> **阅读文本**
除继续利用算子半群方法研究外,我们发现一些密度演化方程解的适定性问题可以转化为边界函数的共轭更新方程解的存在唯一性问题来研究。通过证明共轭更新方程解的存在唯一性和渐近性,不但可以得到这些方程解的存在唯一性,也能得到解的渐近稳定性结果。
本文的另一工作是用密度演化方法对经典排队理论很难处理的分形排队模型进行了初步的探索性研究。
随着计算机网络技术的不断发展,自20世纪90年代开始,对网络数据传输的研究逐渐引起重视。网络数据传输的实证研究揭示了数据到达过程具有重尾,自相似和长程相依这样一些特征[43],建立在到达过程是马氏或独立基础上的方法就难以在此应用。而由一个分形映射驱动到达过程的分形排队模型是描述数据传输模型的有效方法之一,具有直观且较易数值模拟的特点。对分形排队模型,我们建立了映射状态和队长的联合密度演化方程,利用数值计算和数值仿真模拟的方法对方程的解作了初步的探索性研究。
下面是本文主要内容和结果。

> **练习要求**
a: 把阅读文本中从“本文的另一工作是用密度演化方”开始、到“下面是本文主要内容和结果。”为止(含这两处)的文字原样照抄下来。
b: 把阅读文本里以“随着计算机网络技术的不断发展”开头的那一段改写成几条要点,保留主要事实。
c: 接着阅读文本这段讲密度演化方程和分形排队模型的文字的最后一句,往下续写。

> **材料摘录**
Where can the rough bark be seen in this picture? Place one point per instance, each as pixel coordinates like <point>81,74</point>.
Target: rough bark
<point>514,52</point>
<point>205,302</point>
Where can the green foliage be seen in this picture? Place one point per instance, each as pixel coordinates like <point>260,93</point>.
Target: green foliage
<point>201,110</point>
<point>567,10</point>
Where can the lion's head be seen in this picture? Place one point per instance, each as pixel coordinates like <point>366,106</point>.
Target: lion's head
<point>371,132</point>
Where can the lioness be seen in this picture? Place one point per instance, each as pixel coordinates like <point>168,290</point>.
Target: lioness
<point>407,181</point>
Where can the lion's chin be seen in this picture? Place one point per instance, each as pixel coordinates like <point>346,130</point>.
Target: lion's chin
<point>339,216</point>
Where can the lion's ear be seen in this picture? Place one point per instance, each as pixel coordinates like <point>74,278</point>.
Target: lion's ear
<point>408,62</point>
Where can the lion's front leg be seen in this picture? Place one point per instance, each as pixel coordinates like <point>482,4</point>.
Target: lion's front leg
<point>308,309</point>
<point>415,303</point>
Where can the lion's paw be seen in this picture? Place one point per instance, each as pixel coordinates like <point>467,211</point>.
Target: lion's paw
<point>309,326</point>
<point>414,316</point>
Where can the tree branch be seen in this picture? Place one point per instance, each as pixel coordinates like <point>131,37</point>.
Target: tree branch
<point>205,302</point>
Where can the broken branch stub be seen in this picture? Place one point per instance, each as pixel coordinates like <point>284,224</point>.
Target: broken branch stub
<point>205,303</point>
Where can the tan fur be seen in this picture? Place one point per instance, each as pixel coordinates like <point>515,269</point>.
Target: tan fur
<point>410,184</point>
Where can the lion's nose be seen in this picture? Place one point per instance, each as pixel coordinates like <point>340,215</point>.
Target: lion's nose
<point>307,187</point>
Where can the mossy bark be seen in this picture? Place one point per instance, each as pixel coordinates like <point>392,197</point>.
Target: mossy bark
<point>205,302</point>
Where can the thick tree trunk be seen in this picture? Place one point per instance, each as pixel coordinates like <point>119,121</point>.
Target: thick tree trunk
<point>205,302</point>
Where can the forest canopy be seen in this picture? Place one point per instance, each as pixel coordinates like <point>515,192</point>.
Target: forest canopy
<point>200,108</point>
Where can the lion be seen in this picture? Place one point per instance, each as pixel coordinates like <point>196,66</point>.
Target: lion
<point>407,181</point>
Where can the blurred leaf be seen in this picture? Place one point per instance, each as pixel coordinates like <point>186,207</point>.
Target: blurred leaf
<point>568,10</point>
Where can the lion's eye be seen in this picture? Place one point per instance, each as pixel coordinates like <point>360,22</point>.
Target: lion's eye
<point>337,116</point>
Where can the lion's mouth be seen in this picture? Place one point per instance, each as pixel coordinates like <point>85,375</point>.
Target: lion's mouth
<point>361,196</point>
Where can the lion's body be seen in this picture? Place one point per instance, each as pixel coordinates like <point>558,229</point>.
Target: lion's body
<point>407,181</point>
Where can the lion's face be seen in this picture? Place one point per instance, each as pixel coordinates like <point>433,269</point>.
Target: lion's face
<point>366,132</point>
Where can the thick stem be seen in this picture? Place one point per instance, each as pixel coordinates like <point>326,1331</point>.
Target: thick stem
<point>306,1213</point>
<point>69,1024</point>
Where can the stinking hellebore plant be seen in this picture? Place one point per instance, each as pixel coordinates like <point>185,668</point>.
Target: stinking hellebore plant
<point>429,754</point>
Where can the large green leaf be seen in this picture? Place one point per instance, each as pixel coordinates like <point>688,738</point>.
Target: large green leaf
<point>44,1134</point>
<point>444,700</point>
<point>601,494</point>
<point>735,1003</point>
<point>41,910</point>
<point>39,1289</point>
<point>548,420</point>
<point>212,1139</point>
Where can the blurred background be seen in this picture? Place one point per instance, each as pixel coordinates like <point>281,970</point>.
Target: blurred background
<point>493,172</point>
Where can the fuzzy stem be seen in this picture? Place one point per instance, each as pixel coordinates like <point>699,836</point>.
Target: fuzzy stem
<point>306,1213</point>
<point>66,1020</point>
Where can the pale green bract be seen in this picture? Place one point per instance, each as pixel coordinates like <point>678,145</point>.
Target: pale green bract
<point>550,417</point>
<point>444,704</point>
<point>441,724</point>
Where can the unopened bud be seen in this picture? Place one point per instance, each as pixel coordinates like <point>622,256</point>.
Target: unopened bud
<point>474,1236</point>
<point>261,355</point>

> **各题答案**
a:
本文的另一工作是用密度演化方法对经典排队理论很难处理的分形排队模型进行了初步的探索性研究。
随着计算机网络技术的不断发展,自20世纪90年代开始,对网络数据传输的研究逐渐引起重视。网络数据传输的实证研究揭示了数据到达过程具有重尾,自相似和长程相依这样一些特征[43],建立在到达过程是马氏或独立基础上的方法就难以在此应用。而由一个分形映射驱动到达过程的分形排队模型是描述数据传输模型的有效方法之一,具有直观且较易数值模拟的特点。对分形排队模型,我们建立了映射状态和队长的联合密度演化方程,利用数值计算和数值仿真模拟的方法对方程的解作了初步的探索性研究。
下面是本文主要内容和结果。

b:
- 从20世纪90年代起,网络数据传输的研究越来越受重视。
- 实证研究发现,数据到达过程有重尾、自相似和长程相依等特点,所以基于马氏或独立到达过程的方法很难用在这里。
- 由分形映射驱动到达过程的分形排队模型,是描述数据传输模型的有效方法之一,直观,也比较容易做数值模拟。
- 针对分形排队模型,建立了映射状态和队长的联合密度演化方程,并用数值计算和数值仿真模拟对方程的解做了初步的探索性研究。

c:
第一章中,我们简要介绍了密度演化方法的基本思想。并阐述了密度演化方程和向前向后方程之间的联系和区别:转移概率的向前方程是状态概率方程的一个特殊情况,是特殊初始条件下的状态概率演化方程。同时给出了本文的总体结构安排和主要结果。
第二章主要是给出本文所涉及的有关分析方面的一些基本概念和结果。大致包括两方面的内容: C_0-半群和积分方程理论。在第一和第二节中,除了给出半群理论的一些基本概念和结论外,我们对连续状态空间上的半群算子建立了抽象柯西问题解适定的一个充分条件(定理2.2.7),该条件要求相应的过程具有某种正则性。第三节中,则证明了l~1空间上抽象柯西问题中的相应算子成为闭算子的一个充分条件(定理2.3.1),从而就能证明离散空间上密度演化方程解存在唯一的充分条件(推论2.3.3)。在第四节中,讨论了抽象柯西问题解何时具有概率意义的问题。该章的最后一节引入共轭更新方程的概念并讨论了共轭更新方程解的存在唯一性和渐近性问题。利用更新定理,对无限维共轭更新方程证明了解的渐近稳定性。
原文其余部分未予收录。